- Born: Quincy Isaiah Crosby September 12, 1996 (age 29) Muskegon, Michigan, U.S.
- Occupation: actor
- Years active: 2018–present
- Known for: lead role of Magic Johnson in Winning Time: The Rise of the Lakers Dynasty
- Football career

Kalamazoo (2013–2017)
- Position: offensive lineman

Personal information
- Listed height: 6 ft 3 in (1.91 m)
- Listed weight: 258 lb (117 kg)

Career information
- High school: Muskegon

= Quincy Isaiah =

American actor and football player (born 1996)

Quincy Isaiah Crosby (born September 12, 1996) is an American actor and former American football player. He is known for his leading role as Magic Johnson in HBO's sports drama television series Winning Time: The Rise of the Lakers Dynasty.

==Early life==
Isaiah was born in Muskegon, Michigan, and started playing football at the local Muskegon High School. He went on to play as an offensive lineman for the Division III Kalamazoo College football team. Prior to his graduation in 2017, he starred in two stage plays during his senior year.

→ **Problems to solve**:
- a) In the Quincy Isaiah profile, what labels appear before a colon in the lines of details? List them all.
- b) Answer these questions from the Quincy Isaiah profile:
(i) What position did he play at Kalamazoo?
(ii) What is his listed weight?
(iii) How many stage plays did he star in during his senior year?
- c) Can you reproduce word for word the part of the Quincy Isaiah profile between "Quincy Isaiah Crosby (born" and "the Lakers Dynasty.", inclusive?

→ **Data lines**:
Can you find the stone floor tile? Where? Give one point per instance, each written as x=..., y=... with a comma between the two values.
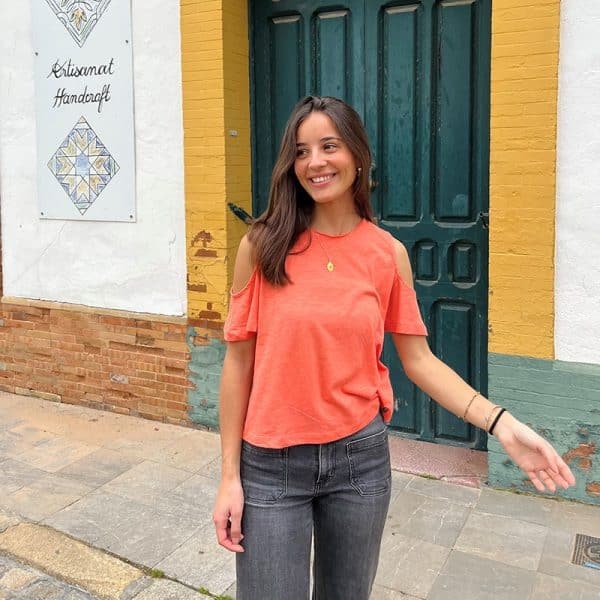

→ **Answers for the tasks**:
- a) Born, Occupation, Years active, Known for, Position, Listed height, Listed weight, High school

- b)
(i) Offensive lineman
(ii) 258 lb (117 kg)
(iii) Two

- c)
Quincy Isaiah Crosby (born September 12, 1996) is an American actor and former American football player. He is known for his leading role as Magic Johnson in HBO's sports drama television series Winning Time: The Rise of the Lakers Dynasty.